§ Document text
Can the gamification of education rekindle students’ interest in learning? Learn how to use the fun factor to draw students back to class

November 26, 2020

6 mins read

Those who were born in the last century enjoyed a relatively gadget-free childhood. Their toys and playgrounds were different: they never had the luxury of carrying the entire Encyclopedia Britannica in their pockets or resorting to Alexa or Siri when in doubt. Education, too, was different.

Today’s students are not limited in their choice of resources. Digital natives by birth, they view the Internet as a vast information mine and are great at learning on their own. However, when it comes to diving into highly specialized domains, most people can only master their chosen topic in the classroom, either physical or virtual.

Zoomers (people born around the turn of the millennium) have their own ideas on what education should be and, unlike previous generations, are not motivated just by the pure sense of academic achievement. They want to be recognized for their achievements and enjoy a sense of competition. However, there is something the zoomers have in common with older generations — the love of playing games.

§ Recorded data
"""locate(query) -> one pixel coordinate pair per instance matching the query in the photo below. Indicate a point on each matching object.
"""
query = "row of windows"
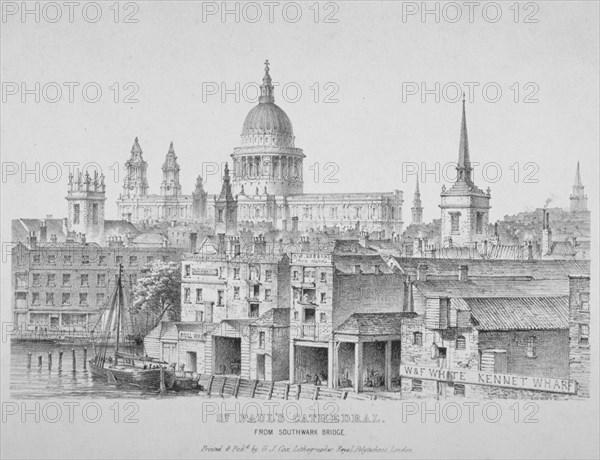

§ Tasks to carry out
1) Rewrite the stretch of the gamification text from "Can the gamification" through "physical or virtual.", putting "youth" in place of "childhood".
2) Name every reference work or voice assistant that the gamification text mentions by name.

§ Your written answers
1)
Can the gamification of education rekindle students’ interest in learning? Learn how to use the fun factor to draw students back to class

November 26, 2020

6 mins read

Those who were born in the last century enjoyed a relatively gadget-free youth. Their toys and playgrounds were different: they never had the luxury of carrying the entire Encyclopedia Britannica in their pockets or resorting to Alexa or Siri when in doubt. Education, too, was different.

Today’s students are not limited in their choice of resources. Digital natives by birth, they view the Internet as a vast information mine and are great at learning on their own. However, when it comes to diving into highly specialized domains, most people can only master their chosen topic in the classroom, either physical or virtual.

2) Encyclopedia Britannica, Alexa, Siri